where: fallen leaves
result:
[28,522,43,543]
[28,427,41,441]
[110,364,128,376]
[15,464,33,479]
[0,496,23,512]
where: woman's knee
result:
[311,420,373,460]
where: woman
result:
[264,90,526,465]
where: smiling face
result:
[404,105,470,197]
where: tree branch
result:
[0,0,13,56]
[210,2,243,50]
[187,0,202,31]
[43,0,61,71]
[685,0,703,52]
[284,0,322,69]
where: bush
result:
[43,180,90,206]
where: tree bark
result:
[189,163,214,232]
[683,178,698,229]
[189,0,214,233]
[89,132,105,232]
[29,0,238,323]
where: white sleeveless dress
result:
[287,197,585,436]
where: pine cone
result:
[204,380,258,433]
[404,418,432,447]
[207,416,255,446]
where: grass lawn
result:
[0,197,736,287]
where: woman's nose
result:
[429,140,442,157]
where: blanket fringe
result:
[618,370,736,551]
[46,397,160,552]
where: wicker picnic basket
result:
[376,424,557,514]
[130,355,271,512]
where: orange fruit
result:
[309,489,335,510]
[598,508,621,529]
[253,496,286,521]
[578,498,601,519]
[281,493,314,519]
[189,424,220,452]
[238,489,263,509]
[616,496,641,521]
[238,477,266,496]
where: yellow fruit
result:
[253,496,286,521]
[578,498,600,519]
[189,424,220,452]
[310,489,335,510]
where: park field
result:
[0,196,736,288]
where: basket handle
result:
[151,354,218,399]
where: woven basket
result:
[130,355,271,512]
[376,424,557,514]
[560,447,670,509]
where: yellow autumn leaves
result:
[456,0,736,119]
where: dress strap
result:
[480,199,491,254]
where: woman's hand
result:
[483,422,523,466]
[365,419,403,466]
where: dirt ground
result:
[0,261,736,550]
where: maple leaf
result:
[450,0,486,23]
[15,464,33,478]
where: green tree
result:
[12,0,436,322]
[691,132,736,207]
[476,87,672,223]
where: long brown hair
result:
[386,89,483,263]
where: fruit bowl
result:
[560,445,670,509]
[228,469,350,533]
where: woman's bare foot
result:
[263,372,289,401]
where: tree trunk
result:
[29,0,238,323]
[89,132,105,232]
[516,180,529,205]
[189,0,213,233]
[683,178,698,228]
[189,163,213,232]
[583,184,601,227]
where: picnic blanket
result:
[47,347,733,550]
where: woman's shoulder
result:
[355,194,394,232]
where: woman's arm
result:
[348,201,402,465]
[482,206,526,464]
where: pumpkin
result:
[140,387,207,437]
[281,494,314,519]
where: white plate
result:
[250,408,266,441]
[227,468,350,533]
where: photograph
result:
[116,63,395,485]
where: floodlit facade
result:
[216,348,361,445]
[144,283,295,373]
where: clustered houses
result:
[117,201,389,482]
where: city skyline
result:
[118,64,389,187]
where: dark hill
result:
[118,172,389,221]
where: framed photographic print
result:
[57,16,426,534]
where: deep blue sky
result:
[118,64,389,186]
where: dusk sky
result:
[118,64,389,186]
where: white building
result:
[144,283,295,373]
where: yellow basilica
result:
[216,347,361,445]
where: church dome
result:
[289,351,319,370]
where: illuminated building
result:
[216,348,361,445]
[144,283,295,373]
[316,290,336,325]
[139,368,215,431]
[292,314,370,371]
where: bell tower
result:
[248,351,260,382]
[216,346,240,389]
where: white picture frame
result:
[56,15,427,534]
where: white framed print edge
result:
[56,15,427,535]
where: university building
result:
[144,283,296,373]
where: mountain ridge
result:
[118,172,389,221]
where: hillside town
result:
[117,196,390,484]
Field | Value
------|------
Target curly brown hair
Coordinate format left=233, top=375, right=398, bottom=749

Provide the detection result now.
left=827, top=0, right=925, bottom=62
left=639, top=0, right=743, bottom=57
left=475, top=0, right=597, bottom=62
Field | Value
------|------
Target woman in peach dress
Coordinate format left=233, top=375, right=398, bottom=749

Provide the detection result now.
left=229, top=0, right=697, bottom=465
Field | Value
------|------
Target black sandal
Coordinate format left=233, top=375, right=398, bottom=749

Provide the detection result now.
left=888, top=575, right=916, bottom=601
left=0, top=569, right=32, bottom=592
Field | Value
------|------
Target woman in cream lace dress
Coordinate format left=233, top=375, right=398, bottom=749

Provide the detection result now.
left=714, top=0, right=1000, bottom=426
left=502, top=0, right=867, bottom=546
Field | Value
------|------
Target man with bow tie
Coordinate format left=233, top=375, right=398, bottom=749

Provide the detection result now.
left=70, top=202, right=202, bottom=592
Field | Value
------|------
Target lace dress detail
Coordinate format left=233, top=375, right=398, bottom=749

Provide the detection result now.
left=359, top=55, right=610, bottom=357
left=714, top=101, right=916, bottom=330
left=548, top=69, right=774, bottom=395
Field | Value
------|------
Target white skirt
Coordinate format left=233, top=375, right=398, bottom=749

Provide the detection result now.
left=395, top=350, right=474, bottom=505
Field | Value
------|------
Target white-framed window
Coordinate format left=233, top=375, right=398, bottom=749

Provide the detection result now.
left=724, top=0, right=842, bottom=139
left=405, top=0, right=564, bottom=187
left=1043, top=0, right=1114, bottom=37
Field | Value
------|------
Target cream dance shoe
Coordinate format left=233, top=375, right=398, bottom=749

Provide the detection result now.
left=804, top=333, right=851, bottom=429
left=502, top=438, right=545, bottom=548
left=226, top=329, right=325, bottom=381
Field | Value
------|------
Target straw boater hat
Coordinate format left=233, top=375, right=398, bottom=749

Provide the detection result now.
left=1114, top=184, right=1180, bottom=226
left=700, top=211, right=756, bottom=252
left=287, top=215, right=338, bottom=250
:::::
» **BRIEF**
Please extract every line of the entries above and reproduce each one verbatim, keeping the original order.

» **EXPECTED OUTPUT**
where: fallen leaves
result:
[28,522,43,543]
[28,427,41,441]
[110,364,128,376]
[15,464,33,479]
[0,496,23,512]
where: woman's knee
result:
[311,420,373,460]
where: woman
result:
[264,90,526,465]
where: smiling face
result:
[404,105,470,197]
where: tree branch
result:
[0,0,13,56]
[210,2,243,50]
[187,0,202,31]
[43,0,61,71]
[685,0,703,52]
[284,0,322,69]
where: bush
result:
[43,180,90,206]
where: tree bark
result:
[189,163,214,232]
[683,178,698,229]
[189,0,214,233]
[89,132,105,232]
[29,0,238,323]
where: white sleeveless dress
result:
[287,197,585,436]
where: pine cone
result:
[204,380,258,433]
[404,418,432,447]
[207,416,255,446]
where: grass lawn
result:
[0,197,736,287]
where: woman's nose
result:
[429,140,442,157]
where: blanket fringe
result:
[618,370,736,551]
[46,397,160,552]
where: wicker picnic basket
result:
[376,424,557,514]
[130,355,271,512]
where: orange fruit
result:
[309,489,335,510]
[598,508,621,529]
[253,496,286,521]
[578,498,601,519]
[281,493,314,519]
[189,424,220,452]
[238,489,263,509]
[616,496,641,521]
[238,477,266,496]
where: yellow fruit
result:
[253,496,286,521]
[578,498,600,519]
[189,424,220,452]
[310,489,335,510]
where: park field
result:
[0,196,736,288]
where: basket handle
result:
[151,354,218,399]
where: woven basket
result:
[130,355,271,512]
[376,424,557,514]
[560,447,670,509]
where: yellow autumn leaves
result:
[456,0,736,119]
where: dress strap
result:
[480,199,491,254]
where: woman's hand
result:
[483,422,523,466]
[365,419,403,466]
where: dirt ground
result:
[0,261,736,550]
where: maple leaf
result:
[450,0,486,23]
[15,464,33,478]
where: green tree
result:
[12,0,436,322]
[691,132,736,207]
[476,87,672,223]
where: long brown hair
result:
[386,89,483,263]
where: fruit bowl
result:
[560,445,670,509]
[228,469,350,533]
where: woman's bare foot
result:
[263,372,289,401]
where: tree trunk
result:
[29,0,238,323]
[89,132,105,232]
[516,180,529,205]
[189,0,213,233]
[683,178,698,228]
[189,163,213,232]
[583,184,601,227]
where: picnic blanket
result:
[47,347,733,550]
where: woman's shoulder
result:
[355,194,394,232]
where: woman's arm
result:
[348,201,402,465]
[482,206,526,464]
where: pumpkin
result:
[140,387,207,437]
[281,494,314,519]
where: white plate
result:
[250,408,266,441]
[227,468,350,533]
where: photograph
result:
[116,63,395,485]
where: floodlit facade
result:
[216,348,361,445]
[144,283,295,373]
where: clustered houses
result:
[117,201,389,482]
where: city skyline
result:
[118,64,389,187]
where: dark hill
result:
[118,172,389,221]
where: framed photographic print
result:
[57,16,426,534]
where: deep blue sky
result:
[118,64,389,186]
where: dusk sky
result:
[118,64,389,186]
where: white building
result:
[144,283,295,373]
where: yellow basilica
result:
[216,347,361,445]
where: church dome
result:
[289,351,319,370]
where: illuminated building
result:
[216,348,361,445]
[144,283,295,373]
[316,290,336,325]
[139,368,215,431]
[292,314,370,371]
where: bell tower
result:
[248,351,260,382]
[216,346,240,389]
where: white picture frame
result:
[56,15,427,534]
where: white framed print edge
result:
[56,15,427,535]
where: university building
result:
[144,283,296,373]
where: mountain ridge
result:
[118,172,389,221]
where: hillside town
result:
[117,196,390,484]
Field | Value
------|------
Target curly brown hair
Coordinate format left=233, top=375, right=398, bottom=749

Provide the detection result now.
left=827, top=0, right=925, bottom=62
left=639, top=0, right=743, bottom=57
left=475, top=0, right=597, bottom=62
Field | Value
------|------
Target woman in peach dress
Coordinate format left=233, top=375, right=398, bottom=749

Provide the detection result now.
left=229, top=0, right=697, bottom=465
Field | Value
------|------
Target black sandal
Coordinate format left=233, top=375, right=398, bottom=749

Provide the detection result now.
left=888, top=575, right=916, bottom=601
left=0, top=569, right=32, bottom=592
Field | Value
------|------
Target woman in cream lace dress
Coordinate format left=233, top=375, right=398, bottom=749

Provide the detection result now.
left=714, top=0, right=1000, bottom=426
left=502, top=0, right=867, bottom=546
Field | Value
------|------
Target man with bow tie
Coordinate format left=233, top=375, right=398, bottom=749

Provide the detection result now.
left=70, top=202, right=202, bottom=592
Field | Value
------|------
Target lace dress detail
Coordinate format left=233, top=375, right=398, bottom=749

Provide the detection result now.
left=359, top=55, right=610, bottom=357
left=714, top=101, right=916, bottom=330
left=548, top=69, right=774, bottom=395
Field | Value
------|------
Target white skirt
Coordinate format left=233, top=375, right=398, bottom=749

Provide the detection result now.
left=395, top=350, right=474, bottom=505
Field | Value
------|------
Target white-framed window
Coordinate format left=233, top=375, right=398, bottom=749

Provide the detection result now.
left=724, top=0, right=842, bottom=139
left=405, top=0, right=564, bottom=187
left=1043, top=0, right=1114, bottom=37
Field | Value
------|------
Target cream dance shoe
Coordinate format left=233, top=375, right=398, bottom=749

Provide the detection result now.
left=804, top=333, right=851, bottom=429
left=502, top=438, right=545, bottom=548
left=226, top=329, right=325, bottom=381
Field | Value
------|------
Target straw boater hat
Coordinate format left=233, top=375, right=398, bottom=749

Provide the detection result now.
left=1114, top=184, right=1180, bottom=226
left=700, top=211, right=756, bottom=252
left=287, top=215, right=338, bottom=250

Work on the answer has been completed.